- **Exercise aim**
Could you repeat the passage below about the AARP hearing, word for word and in full?

- **Excerpt to read**

*****

There was a hearing today at the House Ways and Means Oversight and Health Subcommittees on a fairly touchy subject – namely, the organizational structure and finances of AARP – one of the five largest lobbying groups in Washington. A report released this week, “Behind the Veil: The AARP America Doesn’t Know,” exposes the conflict between the organization’s drive for profits, the best interests of its members and its tax-exempt status.
Rep. Charles Boustany (R-Lafayette), who chairs the Oversight Subcommittee at Ways and Means, laid out what’s going on in his opening speech at the hearing…
The back story behind the AARP probe is the fact that the organization, which is supposed to lobby on behalf of senior citizens, backed Obamacare despite its de-funding Medicare to the tune of $500 billion. One would have expected AARP to fight tooth and nail to preserve Medicare funding, but one would be wrong – the reason AARP did so was that the main victim of Obamacare was Medicare Advantage, which is effectively eliminated. As such, the Medigap insurance plans AARP sells now become essential; prior to Obamacare those plans weren’t really all that competitive.

*****

- **Dataset section**
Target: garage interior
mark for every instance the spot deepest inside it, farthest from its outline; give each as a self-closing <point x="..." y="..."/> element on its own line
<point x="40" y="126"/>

*****

- **Response to this exercise**
There was a hearing today at the House Ways and Means Oversight and Health Subcommittees on a fairly touchy subject – namely, the organizational structure and finances of AARP – one of the five largest lobbying groups in Washington. A report released this week, “Behind the Veil: The AARP America Doesn’t Know,” exposes the conflict between the organization’s drive for profits, the best interests of its members and its tax-exempt status.
Rep. Charles Boustany (R-Lafayette), who chairs the Oversight Subcommittee at Ways and Means, laid out what’s going on in his opening speech at the hearing…
The back story behind the AARP probe is the fact that the organization, which is supposed to lobby on behalf of senior citizens, backed Obamacare despite its de-funding Medicare to the tune of $500 billion. One would have expected AARP to fight tooth and nail to preserve Medicare funding, but one would be wrong – the reason AARP did so was that the main victim of Obamacare was Medicare Advantage, which is effectively eliminated. As such, the Medigap insurance plans AARP sells now become essential; prior to Obamacare those plans weren’t really all that competitive.